## Records for the exercise

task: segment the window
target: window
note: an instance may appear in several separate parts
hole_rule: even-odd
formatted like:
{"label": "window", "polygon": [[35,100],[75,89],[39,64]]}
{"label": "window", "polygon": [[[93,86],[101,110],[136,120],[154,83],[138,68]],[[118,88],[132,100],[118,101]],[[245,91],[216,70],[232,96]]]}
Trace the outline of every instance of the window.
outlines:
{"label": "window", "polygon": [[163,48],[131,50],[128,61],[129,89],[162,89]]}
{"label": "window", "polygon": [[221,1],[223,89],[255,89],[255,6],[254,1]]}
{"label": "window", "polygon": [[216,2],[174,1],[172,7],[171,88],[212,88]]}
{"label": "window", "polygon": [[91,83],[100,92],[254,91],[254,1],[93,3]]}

## Task directions
Write out all of the data above again, requests included. Multiply every polygon coordinate in the outlines by 1.95 and round each result to a whole number, with halves rounded up. Leave the numbers in the requests and format samples unchanged.

## Solution for this task
task: segment the window
target: window
note: an instance may appear in several separate parts
hole_rule: even-odd
formatted like:
{"label": "window", "polygon": [[35,100],[75,89],[39,64]]}
{"label": "window", "polygon": [[[93,86],[101,110],[136,120],[154,83],[138,68]],[[118,88],[132,100],[118,101]],[[245,91],[216,70],[232,96]]]}
Trace the outline of every instance of the window.
outlines:
{"label": "window", "polygon": [[318,94],[255,98],[250,119],[252,174],[316,174]]}
{"label": "window", "polygon": [[431,2],[435,174],[497,174],[497,12],[495,2]]}
{"label": "window", "polygon": [[421,4],[339,2],[335,14],[333,172],[413,172]]}
{"label": "window", "polygon": [[177,162],[195,179],[495,177],[495,2],[181,6]]}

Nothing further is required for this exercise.